▶ **Written exercise**: Quote the listing in full, exactly as given, minus any pictures.

▶ **Provided data**:
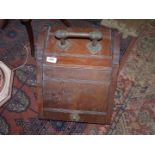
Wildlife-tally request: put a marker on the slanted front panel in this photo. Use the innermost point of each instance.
(75, 82)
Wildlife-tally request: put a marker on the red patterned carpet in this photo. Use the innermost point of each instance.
(134, 107)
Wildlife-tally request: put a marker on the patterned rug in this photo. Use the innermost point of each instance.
(134, 107)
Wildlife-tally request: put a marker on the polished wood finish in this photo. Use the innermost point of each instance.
(80, 85)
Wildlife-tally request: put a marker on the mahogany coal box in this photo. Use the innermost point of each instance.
(77, 73)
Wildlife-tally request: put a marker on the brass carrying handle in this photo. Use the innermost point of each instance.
(63, 35)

▶ **Exercise response**:
Wildlife-tally request: put a marker on the slanted front panel in this photo. Use the innermost point of each instance.
(75, 82)
Wildlife-tally request: put a marker on the red patterned carpet in this photo. Use the innermost point of each instance.
(134, 107)
Wildlife-tally request: put a marker on the patterned rug in this photo. Use the innermost point of each instance.
(134, 107)
Wildlife-tally request: put a marker on the polished wood finish in this photo. Use the innermost point of each instance.
(80, 85)
Wildlife-tally request: put a marker on the mahogany coal box in this photo. Use the innermost point of each instance.
(77, 73)
Wildlife-tally request: put a marker on the brass carrying handle in this photo. Use the innermost point of each instance.
(63, 35)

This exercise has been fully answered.